— Written task —
Find each line below that contains the word "trees" and copy those lines out.

— Data entries —
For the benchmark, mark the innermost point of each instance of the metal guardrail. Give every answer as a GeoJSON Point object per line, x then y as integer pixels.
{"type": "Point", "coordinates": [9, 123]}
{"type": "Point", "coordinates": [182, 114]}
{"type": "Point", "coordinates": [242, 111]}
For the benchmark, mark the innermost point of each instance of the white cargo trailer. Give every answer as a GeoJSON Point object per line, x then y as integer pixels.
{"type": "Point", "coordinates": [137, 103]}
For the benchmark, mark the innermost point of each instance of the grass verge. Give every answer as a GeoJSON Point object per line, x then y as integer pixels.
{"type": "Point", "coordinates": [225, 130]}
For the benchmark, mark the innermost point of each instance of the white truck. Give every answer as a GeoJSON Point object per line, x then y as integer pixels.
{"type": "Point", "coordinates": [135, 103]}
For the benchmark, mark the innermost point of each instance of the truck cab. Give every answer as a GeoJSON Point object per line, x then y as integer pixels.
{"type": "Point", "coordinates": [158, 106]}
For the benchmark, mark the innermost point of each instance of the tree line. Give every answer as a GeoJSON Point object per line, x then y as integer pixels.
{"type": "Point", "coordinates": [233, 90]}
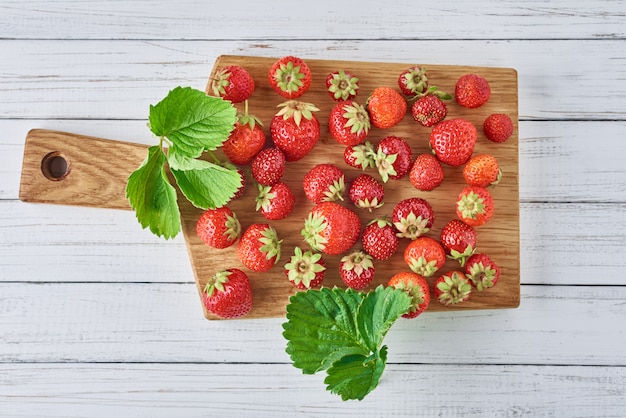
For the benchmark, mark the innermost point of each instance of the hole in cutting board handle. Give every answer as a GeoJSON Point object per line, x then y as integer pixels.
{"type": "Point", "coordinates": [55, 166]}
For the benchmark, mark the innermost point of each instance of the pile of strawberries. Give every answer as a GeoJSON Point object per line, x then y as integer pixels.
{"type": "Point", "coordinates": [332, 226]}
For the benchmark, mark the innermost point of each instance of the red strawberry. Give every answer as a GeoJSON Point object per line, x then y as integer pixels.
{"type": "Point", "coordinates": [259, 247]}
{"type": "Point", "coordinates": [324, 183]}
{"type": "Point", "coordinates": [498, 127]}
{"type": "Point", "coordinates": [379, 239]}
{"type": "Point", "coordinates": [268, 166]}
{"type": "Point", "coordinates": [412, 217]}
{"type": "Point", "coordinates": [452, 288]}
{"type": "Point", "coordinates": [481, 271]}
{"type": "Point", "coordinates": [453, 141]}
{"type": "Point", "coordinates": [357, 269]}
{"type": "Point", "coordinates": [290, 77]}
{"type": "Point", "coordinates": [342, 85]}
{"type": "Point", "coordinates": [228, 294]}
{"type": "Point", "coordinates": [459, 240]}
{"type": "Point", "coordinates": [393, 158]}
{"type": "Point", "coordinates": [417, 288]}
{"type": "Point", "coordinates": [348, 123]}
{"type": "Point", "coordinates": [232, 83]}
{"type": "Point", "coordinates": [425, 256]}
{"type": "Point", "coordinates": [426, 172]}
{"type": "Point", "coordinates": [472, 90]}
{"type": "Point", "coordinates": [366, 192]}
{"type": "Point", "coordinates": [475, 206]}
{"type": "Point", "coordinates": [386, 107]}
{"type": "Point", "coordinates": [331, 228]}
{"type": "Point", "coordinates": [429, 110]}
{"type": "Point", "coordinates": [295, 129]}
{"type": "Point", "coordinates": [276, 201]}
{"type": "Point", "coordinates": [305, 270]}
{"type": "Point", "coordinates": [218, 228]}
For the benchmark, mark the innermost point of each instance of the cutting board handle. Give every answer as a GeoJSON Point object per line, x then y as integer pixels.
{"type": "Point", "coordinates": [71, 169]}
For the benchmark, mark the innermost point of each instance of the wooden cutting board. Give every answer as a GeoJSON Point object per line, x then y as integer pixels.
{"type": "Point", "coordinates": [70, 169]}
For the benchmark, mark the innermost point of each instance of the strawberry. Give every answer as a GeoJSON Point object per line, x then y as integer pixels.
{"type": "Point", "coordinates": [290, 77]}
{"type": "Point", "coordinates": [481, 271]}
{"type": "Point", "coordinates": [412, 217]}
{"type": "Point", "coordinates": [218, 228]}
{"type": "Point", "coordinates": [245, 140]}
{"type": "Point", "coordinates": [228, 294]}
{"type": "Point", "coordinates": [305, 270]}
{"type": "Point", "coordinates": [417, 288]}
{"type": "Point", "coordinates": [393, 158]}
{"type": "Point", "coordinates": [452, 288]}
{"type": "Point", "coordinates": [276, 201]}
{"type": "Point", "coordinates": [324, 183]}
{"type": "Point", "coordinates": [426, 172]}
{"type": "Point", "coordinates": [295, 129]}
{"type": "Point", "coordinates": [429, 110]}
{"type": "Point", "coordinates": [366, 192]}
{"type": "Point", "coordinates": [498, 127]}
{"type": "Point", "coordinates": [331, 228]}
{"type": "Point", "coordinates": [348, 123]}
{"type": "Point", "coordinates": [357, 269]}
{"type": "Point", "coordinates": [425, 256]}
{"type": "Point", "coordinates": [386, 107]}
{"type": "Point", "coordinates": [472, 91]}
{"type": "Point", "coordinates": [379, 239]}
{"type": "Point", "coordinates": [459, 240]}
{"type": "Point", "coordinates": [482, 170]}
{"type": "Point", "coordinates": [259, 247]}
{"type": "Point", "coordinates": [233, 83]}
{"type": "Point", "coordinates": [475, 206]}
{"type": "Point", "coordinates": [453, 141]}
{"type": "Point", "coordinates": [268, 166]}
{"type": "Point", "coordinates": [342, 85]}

...

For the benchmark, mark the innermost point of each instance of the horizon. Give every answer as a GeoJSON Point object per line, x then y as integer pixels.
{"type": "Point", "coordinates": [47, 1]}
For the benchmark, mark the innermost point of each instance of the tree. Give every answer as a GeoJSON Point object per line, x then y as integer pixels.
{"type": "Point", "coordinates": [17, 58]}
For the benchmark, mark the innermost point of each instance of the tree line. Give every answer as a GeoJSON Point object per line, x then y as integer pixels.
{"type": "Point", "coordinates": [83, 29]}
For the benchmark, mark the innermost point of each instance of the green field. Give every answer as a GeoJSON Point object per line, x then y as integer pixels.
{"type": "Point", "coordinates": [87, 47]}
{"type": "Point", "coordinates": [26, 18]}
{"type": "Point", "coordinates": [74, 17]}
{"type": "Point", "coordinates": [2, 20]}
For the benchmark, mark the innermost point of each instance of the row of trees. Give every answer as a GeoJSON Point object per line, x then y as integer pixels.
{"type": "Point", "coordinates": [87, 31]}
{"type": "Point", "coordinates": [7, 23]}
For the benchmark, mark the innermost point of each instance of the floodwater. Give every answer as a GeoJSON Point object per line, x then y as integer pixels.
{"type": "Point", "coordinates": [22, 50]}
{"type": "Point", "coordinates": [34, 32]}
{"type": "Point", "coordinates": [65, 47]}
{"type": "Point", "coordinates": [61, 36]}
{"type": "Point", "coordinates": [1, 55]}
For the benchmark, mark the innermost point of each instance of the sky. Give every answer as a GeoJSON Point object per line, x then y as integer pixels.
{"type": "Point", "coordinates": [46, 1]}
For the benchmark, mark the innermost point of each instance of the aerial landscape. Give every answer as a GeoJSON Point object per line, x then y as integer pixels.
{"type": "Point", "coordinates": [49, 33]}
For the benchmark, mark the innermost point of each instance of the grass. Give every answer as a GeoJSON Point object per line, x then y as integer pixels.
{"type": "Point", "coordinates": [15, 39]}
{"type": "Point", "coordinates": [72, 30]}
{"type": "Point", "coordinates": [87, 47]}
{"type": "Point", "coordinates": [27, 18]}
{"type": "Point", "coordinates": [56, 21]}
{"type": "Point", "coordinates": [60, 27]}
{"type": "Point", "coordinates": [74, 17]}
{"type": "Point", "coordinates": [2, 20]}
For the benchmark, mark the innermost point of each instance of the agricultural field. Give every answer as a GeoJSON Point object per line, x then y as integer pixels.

— Exercise answer —
For the benchmark, mark the innermost point of each instance of the row of trees. Give every answer as a GeoJSON Point object per line, x then y as integer pixels.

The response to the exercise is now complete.